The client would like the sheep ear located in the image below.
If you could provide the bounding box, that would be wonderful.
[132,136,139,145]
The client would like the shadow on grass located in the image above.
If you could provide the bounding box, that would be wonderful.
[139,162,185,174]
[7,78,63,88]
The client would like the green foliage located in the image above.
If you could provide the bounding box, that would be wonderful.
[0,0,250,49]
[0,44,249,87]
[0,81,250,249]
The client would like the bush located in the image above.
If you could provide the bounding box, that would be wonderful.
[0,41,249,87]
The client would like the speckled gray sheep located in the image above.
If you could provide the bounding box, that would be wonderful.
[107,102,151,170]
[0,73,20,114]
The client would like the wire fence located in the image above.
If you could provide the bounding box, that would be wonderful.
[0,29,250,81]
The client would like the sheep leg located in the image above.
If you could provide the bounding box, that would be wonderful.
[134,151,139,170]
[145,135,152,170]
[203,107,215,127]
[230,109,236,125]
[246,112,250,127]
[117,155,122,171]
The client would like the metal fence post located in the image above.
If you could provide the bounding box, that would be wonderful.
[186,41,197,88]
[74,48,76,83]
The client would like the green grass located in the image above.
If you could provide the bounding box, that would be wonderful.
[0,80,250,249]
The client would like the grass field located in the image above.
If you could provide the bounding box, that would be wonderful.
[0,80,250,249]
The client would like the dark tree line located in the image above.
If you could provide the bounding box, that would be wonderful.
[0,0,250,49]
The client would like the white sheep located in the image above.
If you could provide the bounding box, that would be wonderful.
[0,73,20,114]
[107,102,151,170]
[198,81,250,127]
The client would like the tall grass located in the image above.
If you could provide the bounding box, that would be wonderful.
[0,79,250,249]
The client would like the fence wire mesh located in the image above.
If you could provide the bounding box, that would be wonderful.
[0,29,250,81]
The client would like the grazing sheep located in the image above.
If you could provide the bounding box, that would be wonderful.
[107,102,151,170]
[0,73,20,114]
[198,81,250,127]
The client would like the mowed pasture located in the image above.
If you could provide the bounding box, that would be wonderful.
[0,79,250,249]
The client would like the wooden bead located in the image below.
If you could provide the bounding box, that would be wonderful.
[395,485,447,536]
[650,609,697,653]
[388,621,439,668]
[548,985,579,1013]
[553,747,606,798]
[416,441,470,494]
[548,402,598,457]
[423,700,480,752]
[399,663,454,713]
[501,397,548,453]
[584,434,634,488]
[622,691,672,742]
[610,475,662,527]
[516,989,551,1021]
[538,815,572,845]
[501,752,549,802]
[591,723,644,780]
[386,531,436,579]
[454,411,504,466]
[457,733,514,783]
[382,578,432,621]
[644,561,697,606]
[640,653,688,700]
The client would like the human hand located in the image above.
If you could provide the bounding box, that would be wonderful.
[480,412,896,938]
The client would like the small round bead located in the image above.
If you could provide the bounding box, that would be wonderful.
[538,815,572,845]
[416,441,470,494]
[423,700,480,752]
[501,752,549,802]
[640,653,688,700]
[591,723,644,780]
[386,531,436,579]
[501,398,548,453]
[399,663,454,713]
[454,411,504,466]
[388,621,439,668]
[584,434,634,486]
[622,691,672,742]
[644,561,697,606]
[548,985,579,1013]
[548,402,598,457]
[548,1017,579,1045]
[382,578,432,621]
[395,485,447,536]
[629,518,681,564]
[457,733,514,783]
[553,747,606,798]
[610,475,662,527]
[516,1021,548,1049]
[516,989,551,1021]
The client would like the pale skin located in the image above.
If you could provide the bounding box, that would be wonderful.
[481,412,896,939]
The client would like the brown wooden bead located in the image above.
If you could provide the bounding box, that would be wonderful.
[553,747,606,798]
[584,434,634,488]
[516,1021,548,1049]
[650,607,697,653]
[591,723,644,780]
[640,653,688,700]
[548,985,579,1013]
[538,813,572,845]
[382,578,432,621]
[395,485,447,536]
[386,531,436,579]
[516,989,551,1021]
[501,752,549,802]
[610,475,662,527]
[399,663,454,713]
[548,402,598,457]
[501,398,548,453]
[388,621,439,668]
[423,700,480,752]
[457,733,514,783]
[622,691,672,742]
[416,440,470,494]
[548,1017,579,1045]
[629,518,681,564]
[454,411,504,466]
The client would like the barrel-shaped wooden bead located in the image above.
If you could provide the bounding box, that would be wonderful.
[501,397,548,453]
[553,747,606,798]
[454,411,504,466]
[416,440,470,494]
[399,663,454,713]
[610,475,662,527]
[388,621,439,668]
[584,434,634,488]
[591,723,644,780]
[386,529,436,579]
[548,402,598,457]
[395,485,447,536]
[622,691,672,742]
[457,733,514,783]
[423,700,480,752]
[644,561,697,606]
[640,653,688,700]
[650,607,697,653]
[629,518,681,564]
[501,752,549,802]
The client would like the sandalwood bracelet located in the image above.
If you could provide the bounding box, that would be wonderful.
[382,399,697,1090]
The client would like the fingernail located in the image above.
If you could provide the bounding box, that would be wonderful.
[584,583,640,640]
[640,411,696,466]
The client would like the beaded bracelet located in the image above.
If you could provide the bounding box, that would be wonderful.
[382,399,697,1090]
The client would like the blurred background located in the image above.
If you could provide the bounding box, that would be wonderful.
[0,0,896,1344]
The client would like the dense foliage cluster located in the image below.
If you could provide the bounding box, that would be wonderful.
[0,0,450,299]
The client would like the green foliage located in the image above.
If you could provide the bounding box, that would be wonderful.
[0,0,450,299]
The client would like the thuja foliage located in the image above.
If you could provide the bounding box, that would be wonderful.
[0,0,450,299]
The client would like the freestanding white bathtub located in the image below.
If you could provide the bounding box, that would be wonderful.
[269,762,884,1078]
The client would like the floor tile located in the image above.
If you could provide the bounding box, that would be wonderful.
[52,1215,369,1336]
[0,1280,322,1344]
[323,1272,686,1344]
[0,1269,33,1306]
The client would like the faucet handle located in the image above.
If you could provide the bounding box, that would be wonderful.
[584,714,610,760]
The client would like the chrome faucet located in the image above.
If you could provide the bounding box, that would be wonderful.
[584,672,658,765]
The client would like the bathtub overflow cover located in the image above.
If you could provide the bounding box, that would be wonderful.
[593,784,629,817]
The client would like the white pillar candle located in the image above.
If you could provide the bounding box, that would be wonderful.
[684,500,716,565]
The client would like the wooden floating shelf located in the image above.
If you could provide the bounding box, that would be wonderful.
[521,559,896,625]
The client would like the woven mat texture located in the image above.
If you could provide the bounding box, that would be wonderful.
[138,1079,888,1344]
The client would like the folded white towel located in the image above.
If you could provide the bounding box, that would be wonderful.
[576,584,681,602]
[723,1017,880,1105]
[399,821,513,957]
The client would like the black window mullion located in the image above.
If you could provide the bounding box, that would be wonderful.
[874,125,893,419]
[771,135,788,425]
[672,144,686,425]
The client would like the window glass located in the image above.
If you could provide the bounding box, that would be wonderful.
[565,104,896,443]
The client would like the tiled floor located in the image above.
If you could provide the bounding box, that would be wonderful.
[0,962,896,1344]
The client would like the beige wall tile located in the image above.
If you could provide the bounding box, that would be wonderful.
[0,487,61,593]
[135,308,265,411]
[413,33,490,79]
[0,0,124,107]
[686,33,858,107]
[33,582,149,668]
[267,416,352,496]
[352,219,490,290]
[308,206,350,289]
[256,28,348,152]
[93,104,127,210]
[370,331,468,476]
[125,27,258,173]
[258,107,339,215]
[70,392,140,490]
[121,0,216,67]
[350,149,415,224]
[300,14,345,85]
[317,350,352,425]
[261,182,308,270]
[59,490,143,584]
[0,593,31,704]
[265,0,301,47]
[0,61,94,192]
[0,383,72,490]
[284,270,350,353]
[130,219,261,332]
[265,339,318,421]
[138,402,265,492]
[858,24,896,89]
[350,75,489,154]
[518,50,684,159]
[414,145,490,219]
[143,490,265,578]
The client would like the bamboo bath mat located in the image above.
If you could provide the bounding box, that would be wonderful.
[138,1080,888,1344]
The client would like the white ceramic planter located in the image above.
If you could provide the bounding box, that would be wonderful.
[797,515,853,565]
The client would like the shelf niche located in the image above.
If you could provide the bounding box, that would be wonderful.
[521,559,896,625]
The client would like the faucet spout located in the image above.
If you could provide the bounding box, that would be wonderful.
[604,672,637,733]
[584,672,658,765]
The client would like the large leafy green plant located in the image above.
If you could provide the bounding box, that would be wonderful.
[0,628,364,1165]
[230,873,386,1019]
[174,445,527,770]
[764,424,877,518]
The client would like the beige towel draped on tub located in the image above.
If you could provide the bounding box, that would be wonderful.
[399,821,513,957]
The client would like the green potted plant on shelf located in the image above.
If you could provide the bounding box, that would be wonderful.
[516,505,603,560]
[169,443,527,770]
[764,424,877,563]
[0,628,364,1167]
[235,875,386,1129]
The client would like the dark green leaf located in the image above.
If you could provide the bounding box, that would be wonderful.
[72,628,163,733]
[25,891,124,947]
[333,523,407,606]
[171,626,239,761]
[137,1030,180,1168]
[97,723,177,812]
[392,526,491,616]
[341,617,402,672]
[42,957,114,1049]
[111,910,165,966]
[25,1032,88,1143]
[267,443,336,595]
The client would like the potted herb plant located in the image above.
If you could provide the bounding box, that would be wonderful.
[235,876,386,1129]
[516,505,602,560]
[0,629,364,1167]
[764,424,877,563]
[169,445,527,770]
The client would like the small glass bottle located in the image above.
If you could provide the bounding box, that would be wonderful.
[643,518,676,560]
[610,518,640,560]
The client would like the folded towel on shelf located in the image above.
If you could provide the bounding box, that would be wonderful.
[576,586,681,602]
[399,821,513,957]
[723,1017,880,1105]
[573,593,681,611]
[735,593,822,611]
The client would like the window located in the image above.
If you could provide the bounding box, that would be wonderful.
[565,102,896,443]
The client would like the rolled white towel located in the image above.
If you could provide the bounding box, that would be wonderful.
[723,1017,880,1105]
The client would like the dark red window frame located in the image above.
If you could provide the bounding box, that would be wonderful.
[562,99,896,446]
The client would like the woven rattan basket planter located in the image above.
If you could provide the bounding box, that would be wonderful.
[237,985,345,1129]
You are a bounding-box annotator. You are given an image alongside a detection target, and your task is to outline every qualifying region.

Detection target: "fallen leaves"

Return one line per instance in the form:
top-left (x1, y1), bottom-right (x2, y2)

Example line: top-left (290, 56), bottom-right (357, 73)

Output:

Problem requirements »
Rewrite the part of the records that opens with the line containing "The client would like the bamboo" and closes with the line containing "[797,515,853,565]", swapping "ceramic" for "stone" and keeping everything else the same.

Solved problem »
The client would like the bamboo bath mat located in the image above.
If you could provide the bounding box, that would be wonderful.
[138,1080,888,1344]
The client would like the white stone planter located in the image above.
If you could provide the bounding box, that would be wonderful.
[797,515,853,565]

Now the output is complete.